--- WHAT IS EXPECTED ---
Revise the entries so that "green stem" becomes "plant stem". Leave everything else as it is.

--- DATASET CONTENT ---
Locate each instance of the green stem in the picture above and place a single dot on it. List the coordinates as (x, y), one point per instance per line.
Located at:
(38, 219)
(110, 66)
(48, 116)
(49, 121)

--- EXERCISE ANSWER ---
Locate each instance of the plant stem in the picture above and place a single dot on it. List the coordinates as (x, y), one point per instance per line.
Located at:
(38, 219)
(110, 66)
(48, 116)
(49, 121)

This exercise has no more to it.